Redimensionnez les enregistrements depuis la ligne contenant « [locate] front bumper » jusqu'à la fin des enregistrements, ces deux bornes comprises, en recopiant chaque ligne, consignes incluses. Multipliez par 2,6 chaque coordonnée des réponses et arrondissez-la à l'entier le plus proche, les demis vers le haut, sans modifier les consignes ni leur indication de format.

---------------

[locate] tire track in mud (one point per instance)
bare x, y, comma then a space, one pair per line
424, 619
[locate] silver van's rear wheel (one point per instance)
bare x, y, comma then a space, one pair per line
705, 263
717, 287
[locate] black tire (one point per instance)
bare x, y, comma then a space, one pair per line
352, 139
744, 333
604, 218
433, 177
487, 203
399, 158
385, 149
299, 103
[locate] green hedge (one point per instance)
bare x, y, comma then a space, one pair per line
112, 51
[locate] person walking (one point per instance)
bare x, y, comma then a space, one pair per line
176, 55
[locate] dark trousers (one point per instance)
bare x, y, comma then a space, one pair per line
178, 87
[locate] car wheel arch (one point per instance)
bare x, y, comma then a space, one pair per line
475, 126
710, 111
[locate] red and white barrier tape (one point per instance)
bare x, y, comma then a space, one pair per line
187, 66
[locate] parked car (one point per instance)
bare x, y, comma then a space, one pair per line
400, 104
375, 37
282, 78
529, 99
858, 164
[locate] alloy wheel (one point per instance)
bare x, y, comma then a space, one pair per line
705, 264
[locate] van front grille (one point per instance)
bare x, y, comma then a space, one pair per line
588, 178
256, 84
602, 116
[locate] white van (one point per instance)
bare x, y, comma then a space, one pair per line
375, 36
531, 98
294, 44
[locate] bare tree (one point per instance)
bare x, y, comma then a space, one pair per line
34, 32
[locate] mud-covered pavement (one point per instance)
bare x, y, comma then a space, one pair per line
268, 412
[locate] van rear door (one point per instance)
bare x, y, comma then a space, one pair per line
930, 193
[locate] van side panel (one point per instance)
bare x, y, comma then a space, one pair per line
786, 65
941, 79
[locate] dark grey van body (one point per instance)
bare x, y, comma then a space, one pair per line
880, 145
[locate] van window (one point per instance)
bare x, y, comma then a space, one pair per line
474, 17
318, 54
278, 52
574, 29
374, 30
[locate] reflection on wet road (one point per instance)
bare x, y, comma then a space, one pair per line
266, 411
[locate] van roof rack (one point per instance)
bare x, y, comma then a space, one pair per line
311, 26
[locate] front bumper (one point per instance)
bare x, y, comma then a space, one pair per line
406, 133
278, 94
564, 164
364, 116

---------------

# [Résultat ci-dessous]
[locate] front bumper (one point per instance)
bare x, y, comma then a space, one pair per line
1056, 346
723, 244
1466, 426
946, 302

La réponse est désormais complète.